Text for analysis »
------------------------------------------------------------
The Antonine Spirituality

 

Religious life at Mar Chaya under the wise direction of F. Solomon de Mechmech was, from the beginning, a harmonious division between traditional monastic observance and the spread of pastoral and apostolic work in the surrounding district.Having lived side by side with Mgr. Gabriel de Blawza, listening to his council and following his example, F. Solomon was imbued with his spirituality.

Now Mgr. Gabriel, after his childhood, youth, and the years of formation in religion, all lived in the Holy Valley, had acquired an exceptional experience of liturgical prayer, of silent meditation, of life in community, of manual work, and of abstinence, following the secular tradition of the Kadisha.

When he was promoted to the dignity of the episcopate in the town of Alep, which was then a hive of pastoral activity, he came into contact with all the forms of apostolate and Christian teaching in use by the local clergy, and the eastern Congregations. This gave him a new wealth of experience. With an open and creative mind, he was able to make in himself a perfect equilibrium between the man of action and the man of introspection, treating efficiently with material things when they were for the Glory of God, anxious under all circumstances to preach the message of the Gospel, but at the same time greedy for meditation and feeding on liturgical prayer. At the time when the Alepan Rule had been so patiently conceived and tried out, it had become on the one hand sufficiently clear cut to establish a solid foundation, and on the other hand supple enough to permit adaptations according to the specific circumstances of a time and place. And it is with this as an ideal that the Antonine adopted it and have observed it for almost three centuries.

The 18th. century was above all Marked by the progressive development of the Congregation, the construction or rebuilding and arrangement of 17 monasteries in all the districts of Lebanon. An Antonine monk of Ghazir was enthroned as bishop of Marjayoun, and a monk from Mar Chaya, expressly as requested by the Patriarch, became curate at St. Jean-d’Arc. It must be said that he came from Jerusalem.
------------------------------------------------------------
Tasks for this exercise »
1 - Using the text on Antonine spirituality, decide whether each statement agrees with it, answering yes or no and quoting the words that decide it. (a) F. Solomon de Mechmech directed religious life at Mar Chaya. (b) Mgr. Gabriel was made bishop in the town of Alep. (c) During the 18th century, the Congregation built, rebuilt, or arranged 12 monasteries.
2 - Write the next part of the text on Antonine spirituality, picking up after its final sentence.

Data excerpts »
------------------------------------------------------------
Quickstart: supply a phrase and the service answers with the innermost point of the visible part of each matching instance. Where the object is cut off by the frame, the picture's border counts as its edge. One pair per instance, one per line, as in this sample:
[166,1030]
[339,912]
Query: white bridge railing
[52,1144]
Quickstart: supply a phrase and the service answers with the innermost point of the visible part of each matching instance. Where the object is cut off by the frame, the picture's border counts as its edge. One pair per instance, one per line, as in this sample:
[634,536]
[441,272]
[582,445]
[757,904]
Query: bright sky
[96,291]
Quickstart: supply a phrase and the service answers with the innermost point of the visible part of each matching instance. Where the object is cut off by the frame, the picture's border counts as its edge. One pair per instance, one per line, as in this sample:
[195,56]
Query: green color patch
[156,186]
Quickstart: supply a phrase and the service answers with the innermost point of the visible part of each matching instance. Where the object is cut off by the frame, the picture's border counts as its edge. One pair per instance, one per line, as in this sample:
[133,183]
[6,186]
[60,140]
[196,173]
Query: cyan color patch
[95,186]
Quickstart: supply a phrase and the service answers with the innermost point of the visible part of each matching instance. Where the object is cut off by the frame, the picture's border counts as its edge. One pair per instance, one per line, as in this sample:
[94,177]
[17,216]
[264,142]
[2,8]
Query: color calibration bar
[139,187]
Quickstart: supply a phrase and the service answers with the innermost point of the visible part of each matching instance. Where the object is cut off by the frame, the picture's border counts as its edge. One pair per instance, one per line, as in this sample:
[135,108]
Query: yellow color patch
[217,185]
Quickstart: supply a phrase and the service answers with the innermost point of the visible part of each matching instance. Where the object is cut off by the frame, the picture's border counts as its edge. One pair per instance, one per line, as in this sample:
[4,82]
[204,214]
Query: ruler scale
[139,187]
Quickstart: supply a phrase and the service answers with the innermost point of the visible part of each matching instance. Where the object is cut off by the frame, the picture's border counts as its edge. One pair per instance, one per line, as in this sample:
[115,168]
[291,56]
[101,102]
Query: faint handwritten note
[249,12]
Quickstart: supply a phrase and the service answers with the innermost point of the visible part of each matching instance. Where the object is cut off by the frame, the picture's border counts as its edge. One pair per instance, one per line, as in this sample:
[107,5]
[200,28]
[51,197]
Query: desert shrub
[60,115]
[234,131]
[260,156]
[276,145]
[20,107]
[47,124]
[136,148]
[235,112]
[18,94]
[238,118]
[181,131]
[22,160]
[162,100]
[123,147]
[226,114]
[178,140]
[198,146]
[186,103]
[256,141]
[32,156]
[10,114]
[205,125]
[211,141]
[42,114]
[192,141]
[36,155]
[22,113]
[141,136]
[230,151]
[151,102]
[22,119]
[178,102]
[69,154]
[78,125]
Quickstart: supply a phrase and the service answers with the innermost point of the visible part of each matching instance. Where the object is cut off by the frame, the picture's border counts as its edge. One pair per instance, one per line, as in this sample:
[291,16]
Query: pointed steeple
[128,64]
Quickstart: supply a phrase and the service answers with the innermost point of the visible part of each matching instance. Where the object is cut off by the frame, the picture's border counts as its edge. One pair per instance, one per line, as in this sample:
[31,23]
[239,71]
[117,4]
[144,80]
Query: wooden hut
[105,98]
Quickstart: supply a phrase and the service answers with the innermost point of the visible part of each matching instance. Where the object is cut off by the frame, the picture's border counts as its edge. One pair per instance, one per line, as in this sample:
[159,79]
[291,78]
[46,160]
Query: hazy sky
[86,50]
------------------------------------------------------------
Your written answers »
1 -
(a) Yes: "Religious life at Mar Chaya under the wise direction of F. Solomon de Mechmech"
(b) Yes: "When he was promoted to the dignity of the episcopate in the town of Alep"
(c) No: "the construction or rebuilding and arrangement of 17 monasteries in all the districts of Lebanon"

2 -
That century also saw the creation of the Congregation of Antonine Sisters. When the convent of Qattin was taken over by the Antonine it was a mixed convent. So it was necessary to find a solution for the nuns. The text of a document from then, follows : “We permit our dearly beloved sons in the Lord, F. Thomas, General Superior, And the assistant Antonine , to create a convent dedicated to St. Anthony of Padua, in Jezzine our parish, to be the house of our daughters, the nuns who have pronounced their vows according to the Constitutions of our sons the above mentioned clergy, and who previously had been established in the convent of St. Peter at Qattin. And this in a better obedience to directives of our Antiochan Seat. That this shall be a document in their hands, to be brought to the knowledge of all whom it may concern” Joseph Peter, Patriarch of Antioch.

The convent at Jezzine later reverted to the Antonine , but the convents St. Elie of Ghazir and Mar Doumit of Roumie were given to the Antonine Sisters. As was the convent of Ain Alaq also, where the Congregation has installed its novitiate.

The 19th. century was much more eventful. Many monks became victims during the different massacres, and the Order counted considerable material loss. Despite all this, at the end of the century, it totaled some 300 monks divided among 23 convents. An Antonine from Qattin became bishop of Tripoli.

During the 20th. century, the social and political upheavals brought about by the two world wars and by the war in Lebanon, as well as the rapid evolution in all domains during the last decades, have modified some exterior aspects of Antonine life without changing the basis of its spirituality.

In these last few years of the third century since its foundation, the Maronite Antonine Order has 23 convents in the Lebanon, one convent in Syria, two in Canada, one in France, a residence in Belgium, a study house in Rome, as well as the General Procure.

The congregation totals a hundred priest-monks, plus the students in theology, the novices, and the postulants.